Records excerpted from a collection:
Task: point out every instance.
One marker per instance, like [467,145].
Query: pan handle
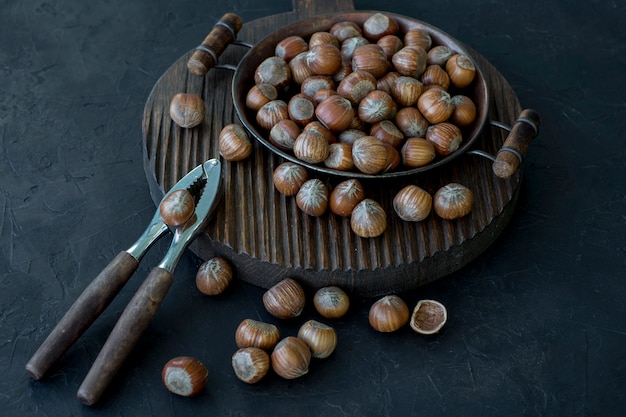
[510,156]
[206,55]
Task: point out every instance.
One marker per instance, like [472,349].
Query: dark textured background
[537,324]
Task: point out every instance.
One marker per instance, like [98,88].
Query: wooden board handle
[510,156]
[87,307]
[208,52]
[131,325]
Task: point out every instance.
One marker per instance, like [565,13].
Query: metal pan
[506,161]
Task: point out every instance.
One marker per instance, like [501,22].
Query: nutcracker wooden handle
[511,154]
[94,299]
[131,325]
[206,55]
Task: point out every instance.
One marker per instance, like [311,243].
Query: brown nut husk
[214,276]
[428,317]
[319,337]
[291,357]
[453,201]
[250,364]
[255,333]
[184,376]
[388,314]
[285,299]
[331,302]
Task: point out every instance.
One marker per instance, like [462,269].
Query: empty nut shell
[453,201]
[388,314]
[254,333]
[184,376]
[428,317]
[214,276]
[250,364]
[285,299]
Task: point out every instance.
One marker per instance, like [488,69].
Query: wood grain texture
[268,238]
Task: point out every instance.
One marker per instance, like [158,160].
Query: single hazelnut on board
[234,143]
[331,302]
[368,219]
[388,314]
[285,299]
[319,337]
[291,358]
[453,201]
[250,364]
[214,276]
[428,317]
[184,376]
[255,333]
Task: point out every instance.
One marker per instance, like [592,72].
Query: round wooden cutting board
[265,235]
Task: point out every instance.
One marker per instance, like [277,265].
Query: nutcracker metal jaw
[204,183]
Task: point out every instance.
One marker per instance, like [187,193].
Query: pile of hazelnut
[369,99]
[262,348]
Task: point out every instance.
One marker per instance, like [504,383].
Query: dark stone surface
[537,325]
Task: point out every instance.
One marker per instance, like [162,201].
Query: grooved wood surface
[268,238]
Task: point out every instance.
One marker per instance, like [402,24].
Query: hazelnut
[283,134]
[418,37]
[324,59]
[368,219]
[435,104]
[273,70]
[445,137]
[461,70]
[234,143]
[285,299]
[272,113]
[335,113]
[289,177]
[464,112]
[345,196]
[378,25]
[310,147]
[377,106]
[290,47]
[453,201]
[184,376]
[312,198]
[214,276]
[369,154]
[412,203]
[345,30]
[370,58]
[417,152]
[177,207]
[388,314]
[410,61]
[259,95]
[340,157]
[411,122]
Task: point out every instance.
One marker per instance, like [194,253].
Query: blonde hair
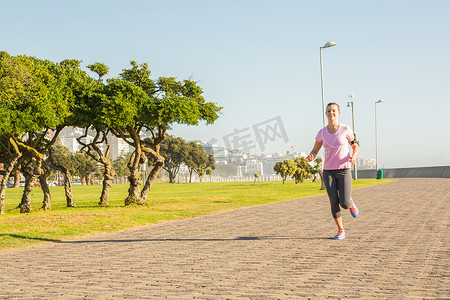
[332,103]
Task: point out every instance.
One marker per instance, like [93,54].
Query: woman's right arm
[314,151]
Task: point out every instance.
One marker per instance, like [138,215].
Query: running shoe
[354,210]
[340,235]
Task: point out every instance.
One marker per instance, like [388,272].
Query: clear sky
[260,60]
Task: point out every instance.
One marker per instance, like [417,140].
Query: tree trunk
[107,183]
[47,202]
[25,204]
[4,181]
[134,193]
[172,176]
[68,187]
[151,178]
[17,177]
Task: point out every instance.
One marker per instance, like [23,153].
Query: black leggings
[339,189]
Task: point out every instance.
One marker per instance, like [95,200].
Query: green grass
[165,202]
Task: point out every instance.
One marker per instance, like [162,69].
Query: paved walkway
[398,248]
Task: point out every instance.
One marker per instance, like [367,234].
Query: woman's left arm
[355,147]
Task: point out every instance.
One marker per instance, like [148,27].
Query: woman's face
[332,112]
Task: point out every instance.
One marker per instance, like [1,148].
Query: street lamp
[327,45]
[351,104]
[376,135]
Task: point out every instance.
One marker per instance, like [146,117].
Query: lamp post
[327,45]
[376,135]
[351,104]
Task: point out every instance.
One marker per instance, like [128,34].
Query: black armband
[355,141]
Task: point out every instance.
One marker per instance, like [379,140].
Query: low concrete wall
[424,172]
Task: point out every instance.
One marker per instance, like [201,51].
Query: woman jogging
[337,177]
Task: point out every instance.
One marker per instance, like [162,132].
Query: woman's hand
[309,158]
[352,159]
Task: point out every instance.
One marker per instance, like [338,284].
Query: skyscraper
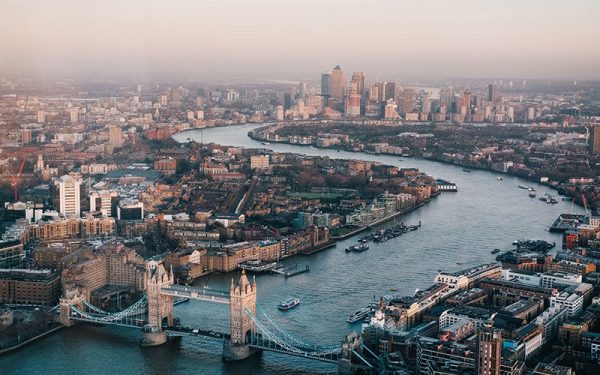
[359,78]
[492,93]
[337,83]
[489,350]
[69,193]
[115,136]
[353,100]
[74,115]
[325,86]
[594,139]
[446,95]
[390,91]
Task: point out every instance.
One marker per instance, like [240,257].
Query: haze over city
[297,39]
[274,187]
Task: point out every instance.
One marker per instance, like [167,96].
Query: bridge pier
[74,297]
[236,352]
[160,306]
[242,300]
[153,337]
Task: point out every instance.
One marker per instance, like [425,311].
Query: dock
[290,271]
[257,266]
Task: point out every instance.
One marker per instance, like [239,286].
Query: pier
[290,271]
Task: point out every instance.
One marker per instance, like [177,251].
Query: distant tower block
[242,298]
[160,307]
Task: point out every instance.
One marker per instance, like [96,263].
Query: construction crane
[15,181]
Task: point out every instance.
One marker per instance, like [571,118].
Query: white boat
[359,315]
[288,304]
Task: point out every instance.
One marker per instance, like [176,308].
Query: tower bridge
[251,329]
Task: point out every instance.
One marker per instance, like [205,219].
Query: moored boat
[288,304]
[359,315]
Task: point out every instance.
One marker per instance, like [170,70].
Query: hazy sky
[289,38]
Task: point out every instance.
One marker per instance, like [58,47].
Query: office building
[594,139]
[115,135]
[326,86]
[337,83]
[489,350]
[69,195]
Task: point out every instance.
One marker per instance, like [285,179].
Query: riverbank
[23,343]
[381,221]
[254,134]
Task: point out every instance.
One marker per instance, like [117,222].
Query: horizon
[267,39]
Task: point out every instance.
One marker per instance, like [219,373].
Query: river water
[461,227]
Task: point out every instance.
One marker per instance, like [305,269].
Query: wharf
[567,222]
[380,221]
[317,248]
[257,267]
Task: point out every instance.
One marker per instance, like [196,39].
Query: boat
[288,304]
[358,248]
[359,315]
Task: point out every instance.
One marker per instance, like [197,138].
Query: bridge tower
[242,298]
[160,307]
[74,297]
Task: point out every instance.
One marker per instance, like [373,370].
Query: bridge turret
[242,302]
[74,297]
[160,306]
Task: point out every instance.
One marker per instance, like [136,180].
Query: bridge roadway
[203,294]
[178,331]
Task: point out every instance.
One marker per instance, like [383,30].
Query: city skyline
[403,40]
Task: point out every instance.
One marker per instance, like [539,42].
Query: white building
[259,161]
[69,187]
[462,279]
[102,201]
[555,278]
[572,302]
[551,319]
[523,276]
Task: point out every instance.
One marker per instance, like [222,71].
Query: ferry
[359,315]
[358,248]
[288,304]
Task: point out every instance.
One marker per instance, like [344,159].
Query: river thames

WORK INSTRUCTION:
Each line above is to be copied exactly, and the pictures are to be dropped.

WRITTEN ANSWER:
Task: point out every instance.
One marker per instance, like [467,145].
Query: pan handle
[510,156]
[206,55]
Task: point out every instance.
One marker per instance, like [472,349].
Query: dark textured background
[537,324]
Task: point out every instance.
One marker per instance, like [98,88].
Query: wooden board handle
[510,156]
[87,307]
[208,52]
[131,325]
Task: point out every instance.
One marker per instance, like [565,13].
Query: metal pan
[506,161]
Task: point out every instance.
One marker per instance, like [501,22].
Query: nutcracker wooden handle
[511,154]
[94,299]
[131,325]
[206,55]
Task: point out every instance.
One marker per instance, like [311,243].
Query: brown nut husk
[214,276]
[428,317]
[319,337]
[291,357]
[453,201]
[250,364]
[255,333]
[184,376]
[388,314]
[285,299]
[331,302]
Task: point out every instance.
One marker per instance, like [462,269].
Query: empty nut shell
[453,201]
[388,314]
[254,333]
[184,376]
[428,317]
[214,276]
[250,364]
[285,299]
Task: point out every instance.
One marker per instance, like [488,69].
Query: wood grain texture
[268,238]
Task: point out every instance.
One marker per instance, like [158,160].
Query: single hazelnut on board
[234,143]
[331,302]
[368,219]
[388,314]
[285,299]
[319,337]
[291,358]
[453,201]
[250,364]
[214,276]
[428,317]
[184,376]
[255,333]
Task: point out every instance.
One marker per instance, like [592,72].
Query: round wooden cutting board
[265,235]
Task: point out every instance.
One marker per instance, like [277,265].
Query: nutcracker metal jaw
[204,183]
Task: point out every instance.
One marker per instance, like [187,193].
Query: pile of hazelnut
[369,99]
[262,348]
Task: point out every instance.
One marker per instance, like [504,383].
Query: dark stone surface
[537,325]
Task: point out every instance.
One marker per instance, like [162,201].
Query: grooved wood surface
[268,238]
Task: point out every instance.
One marker per instance, like [402,24].
Query: hazelnut
[283,134]
[418,37]
[324,59]
[368,219]
[435,104]
[273,70]
[445,137]
[461,70]
[234,143]
[285,299]
[272,113]
[335,113]
[289,177]
[464,112]
[345,196]
[378,25]
[310,147]
[377,106]
[290,47]
[453,201]
[184,376]
[312,198]
[214,276]
[369,154]
[412,203]
[345,30]
[370,58]
[417,152]
[177,207]
[388,314]
[410,61]
[259,95]
[340,157]
[411,122]
Task: point out every instance.
One marker per instance, like [194,253].
Query: blonde hair
[332,103]
Task: point out every instance.
One marker per instance, like [93,54].
Query: woman's right arm
[314,151]
Task: point out every instance.
One marker per instance, like [138,215].
Query: running shoe
[354,210]
[340,235]
Task: point out every instance.
One marker per instance, like [388,272].
Query: clear sky
[260,60]
Task: point out every instance.
One marker per instance, like [417,140].
Query: tree trunk
[107,183]
[47,202]
[25,204]
[4,181]
[134,193]
[172,176]
[68,187]
[151,178]
[17,177]
Task: point out every instance.
One marker per instance, like [23,153].
Query: black leggings
[339,189]
Task: point out every instance.
One marker per instance, like [95,200].
Query: green grass
[165,202]
Task: point out every instance.
One marker per instance, like [162,69].
Query: paved walkway
[398,248]
Task: point out every instance.
One marker per instance, like [367,234].
Query: woman's left arm
[355,147]
Task: point out every instance.
One marker per instance, like [148,27].
Query: woman's face
[332,112]
Task: point out every instance.
One marker per instance, like [1,148].
Query: street lamp
[327,45]
[351,104]
[376,135]
Task: point out every instance.
One marker per instance, like [146,117].
Query: lamp post
[327,45]
[376,135]
[351,104]
Task: point out every instance.
One marker per instance, like [128,34].
Query: black armband
[355,141]
Task: point out every instance.
One marker per instance, like [379,140].
Query: low concrete wall
[424,172]
Task: point out every instance.
One marker per instance, like [201,51].
Query: woman jogging
[337,177]
Task: point out every instance.
One marker per instance, like [162,132].
Query: woman's hand
[309,158]
[352,159]
Task: point out every instance.
One marker per instance, like [338,284].
Query: skyscraper
[359,78]
[492,93]
[337,83]
[489,350]
[69,193]
[115,136]
[353,100]
[74,115]
[325,86]
[594,139]
[446,95]
[390,91]
Task: point out every instance.
One marker per instance, like [240,257].
Query: haze over city
[297,39]
[274,187]
Task: point out every instance.
One marker per instance, like [167,96].
Query: bridge pier
[74,297]
[236,352]
[160,306]
[242,300]
[153,337]
Task: point out every instance.
One marker per instance, like [425,311].
Query: dock
[290,271]
[257,266]
Task: point out every instance.
One marker per instance, like [239,286].
Query: pier
[290,271]
Task: point out every instance.
One marker per instance, like [177,251].
Query: distant tower block
[242,298]
[160,307]
Task: point out every instance.
One marker per instance, like [96,263].
Query: construction crane
[15,181]
Task: point out every instance.
One marker per instance, like [571,118].
Query: white boat
[359,315]
[288,304]
Task: point out every instance.
One marker per instance, like [176,308].
Query: tower bridge
[251,329]
Task: point out every instance.
One marker per instance, like [205,219].
Query: moored boat
[288,304]
[359,315]
Task: point out every instance.
One marker per instance, like [170,70].
Query: hazy sky
[289,38]
Task: point out every instance.
One marker per instance, like [58,47].
Query: office building
[594,139]
[115,135]
[326,86]
[337,83]
[489,350]
[69,195]
Task: point out every instance.
One marker per instance, like [285,179].
Query: riverbank
[23,343]
[381,221]
[254,134]
Task: point out every instance.
One marker per instance, like [117,222].
Query: horizon
[267,39]
Task: point out every instance.
One marker per instance, like [219,373].
Query: river water
[461,227]
Task: point out every instance.
One marker per instance, like [305,269].
Query: wharf
[567,222]
[380,221]
[317,248]
[257,267]
Task: point out every instance.
One marker per instance, like [196,39].
Query: boat
[288,304]
[358,248]
[359,315]
Task: point out every instance.
One marker per instance, like [197,138].
Query: bridge tower
[242,298]
[160,307]
[74,297]
Task: point out every instance.
One marker per instance, like [373,370].
Query: bridge turret
[242,302]
[74,297]
[160,306]
Task: point out every instance.
One marker per instance, like [136,180].
Query: bridge roadway
[203,294]
[178,331]
Task: point out every instance.
One marker per instance, like [383,30].
Query: city skyline
[403,40]
Task: point out every instance.
One marker per instance, like [539,42].
Query: white building
[259,161]
[69,187]
[462,279]
[102,201]
[555,278]
[572,302]
[551,319]
[523,276]
Task: point out every instance.
One marker per instance, like [222,71].
Query: ferry
[359,315]
[358,248]
[288,304]
Task: point out every instance.
One marker per instance, like [344,159].
Query: river thames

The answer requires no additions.